> [Exercise brief] Pictures do not belong in the copy. Return all of the entries exactly.

------ Rows

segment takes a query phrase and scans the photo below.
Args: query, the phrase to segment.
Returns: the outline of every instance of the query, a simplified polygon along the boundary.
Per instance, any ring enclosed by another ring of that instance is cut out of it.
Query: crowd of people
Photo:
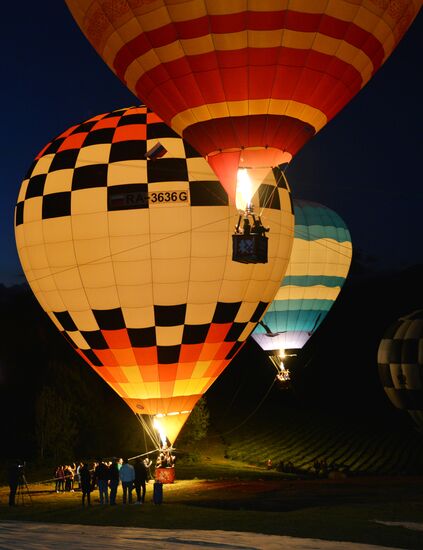
[[[55,490],[57,493],[80,490],[83,506],[91,506],[91,493],[98,490],[100,504],[116,505],[117,490],[122,484],[123,504],[132,504],[134,490],[135,504],[143,504],[146,484],[152,478],[151,465],[149,458],[142,460],[141,457],[137,457],[133,465],[128,458],[99,458],[92,464],[60,465],[54,471]]]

------------

> [Response]
segment takes a query phrase and scans the photo below.
Args: query, the phrase to segment.
Returns: the outline of every instance of the query, a simplified polygon along the boundary.
Per instance, any ring enclosed by another ring of that instance is cut out of it.
Query: crowd of people
Photo:
[[[55,490],[57,493],[80,490],[83,506],[91,506],[91,493],[98,490],[100,504],[116,505],[117,490],[122,484],[123,504],[132,504],[134,490],[135,504],[143,504],[146,484],[152,478],[151,465],[149,458],[142,460],[141,457],[137,457],[133,465],[128,458],[99,458],[92,464],[60,465],[54,471]]]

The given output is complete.